> **Esercizio a**
Ricopia senza alcuna modifica tutte le righe dei record, lasciando fuori le immagini.

> **Pagina**

In questi giorni mi sono avvicinata nuovamente alla lettura dei Promessi Sposi, per la preparazione di un esame universitario: ne avevo già avuto occasione al secondo anno di liceo, quando la mia professoressa, fortunatamente, ha ritenuto fondamentale utilizzare ore di lezione per dedicarle alla lettura di questo grande classico. Sono stata fortunata, perchè mi sono avvicinata a questo Romanzo leggendolo in maniera integrale, e non attraverso i pochi stralci riportati sulle antologie scolastiche. Ancora oggi, a distanza di anni da quelle ore sui banchi di scuola, ricordo con il sorriso il tempo passato ad intepretare i vari personaggi ed a capirne il signficato.

> **Esercizio b**
Nel testo sui Promessi Sposi, per quale motivo chi scrive si considera fortunata?

> **Righe di dati**
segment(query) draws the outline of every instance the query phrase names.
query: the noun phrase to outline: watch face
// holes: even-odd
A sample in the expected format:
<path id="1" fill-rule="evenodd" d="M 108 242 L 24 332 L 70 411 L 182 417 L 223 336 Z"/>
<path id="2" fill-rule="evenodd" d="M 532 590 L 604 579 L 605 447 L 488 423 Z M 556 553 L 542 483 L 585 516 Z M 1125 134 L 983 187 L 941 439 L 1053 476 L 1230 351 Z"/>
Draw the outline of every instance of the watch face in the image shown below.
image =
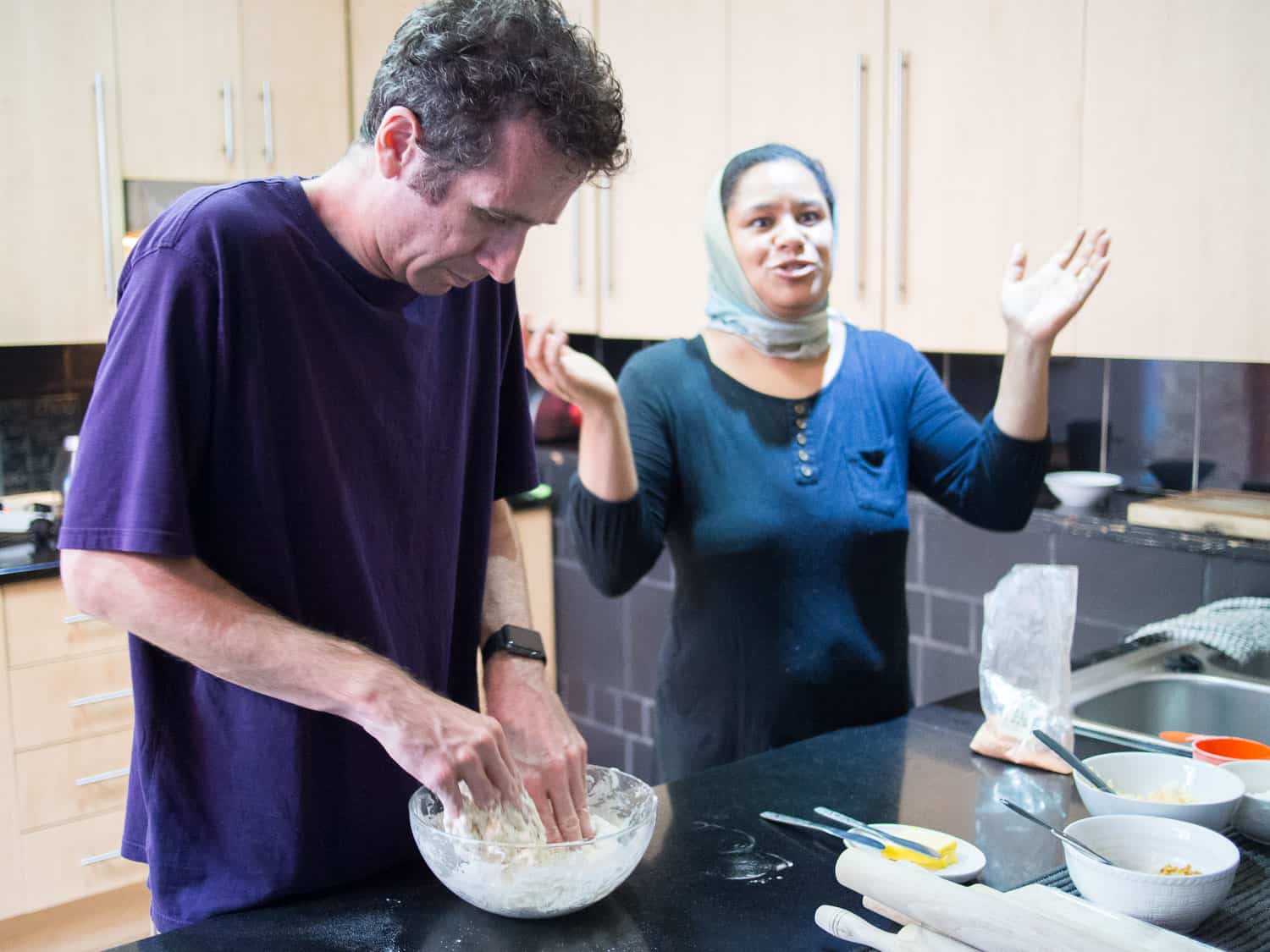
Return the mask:
<path id="1" fill-rule="evenodd" d="M 483 652 L 488 656 L 494 651 L 507 651 L 509 655 L 532 658 L 538 661 L 545 661 L 547 658 L 542 636 L 532 628 L 521 628 L 516 625 L 504 625 L 489 636 Z"/>
<path id="2" fill-rule="evenodd" d="M 532 628 L 518 628 L 514 625 L 508 625 L 503 631 L 507 632 L 507 646 L 512 651 L 542 654 L 542 636 Z"/>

> **Risposta a**
segment(query) draws the outline of every instance the query phrase names.
query: the noun phrase to outline: watch face
// holes: even-odd
A sample in the expected format:
<path id="1" fill-rule="evenodd" d="M 108 242 L 24 332 L 70 411 L 182 417 L 223 336 Z"/>
<path id="2" fill-rule="evenodd" d="M 532 590 L 604 579 L 605 447 L 488 423 Z M 556 553 L 542 483 L 585 516 Z M 1125 134 L 983 187 L 941 439 L 1053 476 L 1230 351 Z"/>
Draw the outline of every instance of the watch face in the image shown below.
image =
Return the mask:
<path id="1" fill-rule="evenodd" d="M 483 652 L 488 656 L 494 651 L 507 651 L 509 655 L 532 658 L 538 661 L 545 661 L 547 658 L 542 636 L 532 628 L 521 628 L 516 625 L 504 625 L 489 636 Z"/>
<path id="2" fill-rule="evenodd" d="M 532 628 L 518 628 L 514 625 L 508 625 L 503 631 L 507 632 L 507 646 L 512 651 L 542 654 L 542 636 Z"/>

> **Risposta b**
Perché ha conosciuto il romanzo leggendolo per intero e non attraverso i pochi stralci riportati nelle antologie scolastiche. Questo avvenne al secondo anno di liceo, quando la professoressa decise di dedicare ore di lezione alla lettura del libro.